TASK DETAILS: In every one of the records below, substitute "bus tire" for "bus tyre" and write the records out again with nothing else changed, omitting the pictures.

(Entries from a pointing dataset)
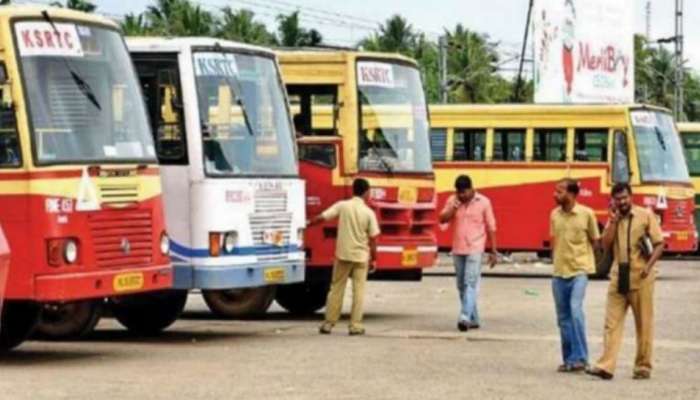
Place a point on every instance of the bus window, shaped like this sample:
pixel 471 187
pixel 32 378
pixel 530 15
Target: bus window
pixel 315 109
pixel 159 80
pixel 438 143
pixel 621 167
pixel 9 142
pixel 591 145
pixel 321 154
pixel 470 145
pixel 509 145
pixel 691 145
pixel 550 145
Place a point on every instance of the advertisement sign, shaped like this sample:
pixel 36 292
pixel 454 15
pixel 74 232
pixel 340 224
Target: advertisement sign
pixel 584 51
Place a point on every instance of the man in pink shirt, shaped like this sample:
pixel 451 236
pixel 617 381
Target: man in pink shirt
pixel 472 216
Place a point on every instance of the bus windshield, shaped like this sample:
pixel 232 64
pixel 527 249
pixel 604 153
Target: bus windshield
pixel 245 123
pixel 393 118
pixel 658 147
pixel 82 94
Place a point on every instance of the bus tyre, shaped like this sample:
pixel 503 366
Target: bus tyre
pixel 303 298
pixel 150 313
pixel 603 263
pixel 68 320
pixel 240 303
pixel 18 322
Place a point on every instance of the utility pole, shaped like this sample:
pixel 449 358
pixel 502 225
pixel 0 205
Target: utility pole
pixel 442 59
pixel 678 95
pixel 519 81
pixel 648 27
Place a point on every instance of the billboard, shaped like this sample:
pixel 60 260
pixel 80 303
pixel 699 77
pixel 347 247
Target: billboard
pixel 584 51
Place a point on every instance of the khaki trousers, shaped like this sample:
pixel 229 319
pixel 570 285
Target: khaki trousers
pixel 342 270
pixel 642 303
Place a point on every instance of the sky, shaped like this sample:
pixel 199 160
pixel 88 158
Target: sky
pixel 345 22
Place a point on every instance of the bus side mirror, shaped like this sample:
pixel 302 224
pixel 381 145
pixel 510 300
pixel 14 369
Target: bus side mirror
pixel 4 78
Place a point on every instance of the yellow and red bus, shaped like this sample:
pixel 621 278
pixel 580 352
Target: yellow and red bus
pixel 80 195
pixel 690 137
pixel 361 115
pixel 516 153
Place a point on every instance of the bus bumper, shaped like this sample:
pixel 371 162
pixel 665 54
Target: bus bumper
pixel 237 276
pixel 96 284
pixel 398 257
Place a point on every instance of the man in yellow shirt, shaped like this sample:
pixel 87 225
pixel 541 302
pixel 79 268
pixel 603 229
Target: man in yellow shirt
pixel 574 233
pixel 637 241
pixel 355 250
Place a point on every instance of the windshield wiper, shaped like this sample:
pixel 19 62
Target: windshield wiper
pixel 384 162
pixel 660 137
pixel 82 85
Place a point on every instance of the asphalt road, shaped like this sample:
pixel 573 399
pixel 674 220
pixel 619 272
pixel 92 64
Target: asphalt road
pixel 412 350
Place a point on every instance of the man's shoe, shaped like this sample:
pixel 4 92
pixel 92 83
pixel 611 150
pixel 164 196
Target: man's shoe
pixel 463 326
pixel 325 329
pixel 356 332
pixel 567 368
pixel 599 373
pixel 641 374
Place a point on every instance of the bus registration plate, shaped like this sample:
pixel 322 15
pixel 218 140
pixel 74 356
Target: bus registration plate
pixel 408 195
pixel 409 258
pixel 274 275
pixel 128 282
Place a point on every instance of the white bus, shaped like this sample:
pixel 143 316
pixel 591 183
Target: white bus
pixel 234 202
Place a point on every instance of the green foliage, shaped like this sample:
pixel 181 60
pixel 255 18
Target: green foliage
pixel 291 34
pixel 240 25
pixel 80 5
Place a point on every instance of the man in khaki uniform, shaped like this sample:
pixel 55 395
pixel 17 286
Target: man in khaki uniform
pixel 355 251
pixel 631 281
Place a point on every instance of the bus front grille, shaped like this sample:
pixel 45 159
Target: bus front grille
pixel 270 201
pixel 122 238
pixel 119 195
pixel 267 224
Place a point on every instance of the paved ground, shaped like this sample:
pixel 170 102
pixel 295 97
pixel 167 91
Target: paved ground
pixel 412 350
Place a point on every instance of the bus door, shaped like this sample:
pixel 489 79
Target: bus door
pixel 159 75
pixel 316 114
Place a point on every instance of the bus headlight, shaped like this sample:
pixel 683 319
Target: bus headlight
pixel 70 251
pixel 300 236
pixel 164 244
pixel 230 241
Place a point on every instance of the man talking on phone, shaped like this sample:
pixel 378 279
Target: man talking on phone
pixel 635 236
pixel 473 219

RESPONSE BELOW:
Place a point on every instance of the bus window, shaped like this sample:
pixel 471 187
pixel 32 378
pixel 530 15
Target: bus window
pixel 315 109
pixel 159 80
pixel 438 143
pixel 621 167
pixel 9 142
pixel 591 145
pixel 321 154
pixel 470 145
pixel 509 145
pixel 691 145
pixel 550 145
Place a point on every instance of the advertisement sign, shaped like this sample:
pixel 36 292
pixel 454 15
pixel 74 232
pixel 340 224
Target: advertisement sign
pixel 584 51
Place a point on every instance of the man in pink shirt, shaped like this sample:
pixel 451 236
pixel 617 381
Target: man in pink shirt
pixel 472 216
Place a point on every instance of the bus windshield, shaped like this sample:
pixel 232 64
pixel 527 249
pixel 604 153
Target: bus windshield
pixel 245 123
pixel 393 118
pixel 658 147
pixel 82 94
Place a point on every instance of the bus tire, shaped like this sample:
pixel 503 366
Target: bus tire
pixel 303 298
pixel 150 313
pixel 603 263
pixel 68 320
pixel 240 303
pixel 18 322
Place a point on every instance of the utility pole, shaped like this sample:
pixel 449 358
pixel 502 225
pixel 0 205
Target: utility pole
pixel 442 59
pixel 678 95
pixel 519 81
pixel 648 27
Place a point on every instance of the billboard, shaped like this sample:
pixel 60 260
pixel 80 303
pixel 699 77
pixel 347 247
Target: billboard
pixel 584 51
Place a point on every instance of the khaki trousers, shaped like this sample:
pixel 229 319
pixel 570 285
Target: khaki trousers
pixel 342 270
pixel 642 303
Place a point on every instance of the sky, shaped like this sample:
pixel 199 160
pixel 88 158
Target: sky
pixel 345 22
Place a point on every instance of the bus side mirror, shaped like this sample:
pixel 302 224
pixel 381 145
pixel 510 300
pixel 14 369
Target: bus side mirror
pixel 4 78
Place a point on every instance of the yellow and red bus, shaped like this sample:
pixel 621 278
pixel 580 352
Target: yellow and red bus
pixel 80 195
pixel 690 137
pixel 361 115
pixel 516 153
Place a point on every instance of the bus bumper, shaped like this sample:
pixel 371 162
pixel 665 54
Target: bus bumper
pixel 237 276
pixel 96 284
pixel 398 257
Place a point on every instance of the man in yellow shirt, shaped like this sample:
pixel 87 225
pixel 541 302
pixel 79 268
pixel 603 229
Target: man in yellow shirt
pixel 574 233
pixel 637 241
pixel 355 250
Place a point on every instance of the windshield wiper, shaped like this sample:
pixel 19 62
Target: windshield wiper
pixel 384 162
pixel 660 137
pixel 82 85
Place a point on every instance of the asphalt road, shaped like this sample:
pixel 573 399
pixel 674 220
pixel 619 272
pixel 92 64
Target: asphalt road
pixel 412 350
Place a point on every instance of the man's shoe, shaped like this sample:
pixel 4 92
pixel 92 83
pixel 611 150
pixel 164 196
Target: man's shoe
pixel 463 326
pixel 325 329
pixel 356 332
pixel 567 368
pixel 599 373
pixel 641 374
Place a point on every instance of the bus registration plate, shaped like this sample:
pixel 322 15
pixel 218 140
pixel 74 356
Target: bus registration plate
pixel 408 195
pixel 409 258
pixel 274 275
pixel 128 282
Place a point on every instance of the white bus, shaped like this sample:
pixel 143 316
pixel 591 183
Target: white bus
pixel 234 202
Place a point on every instance of the green foliage, shaped like this sample:
pixel 181 60
pixel 255 18
Target: green foliage
pixel 291 34
pixel 240 25
pixel 80 5
Place a point on every instance of the man in khaki uniform, shaped like this sample:
pixel 55 395
pixel 17 286
Target: man in khaki uniform
pixel 355 251
pixel 631 281
Place a point on every instance of the bus front grille, shaped like this sample:
pixel 45 159
Target: bus front grille
pixel 270 201
pixel 122 238
pixel 119 195
pixel 267 224
Place a point on every instance of the paved ground, shaped like this sample:
pixel 170 102
pixel 295 97
pixel 167 91
Target: paved ground
pixel 412 350
Place a point on every instance of the bus door, shaped like this sample:
pixel 489 79
Target: bus door
pixel 159 75
pixel 316 114
Place a point on every instance of the bus headlight, shaped like this sample:
pixel 683 319
Target: bus headlight
pixel 70 251
pixel 300 236
pixel 164 244
pixel 230 241
Place a point on every instance of the man talking on phone, shaped like this sample:
pixel 378 279
Target: man talking on phone
pixel 635 236
pixel 473 219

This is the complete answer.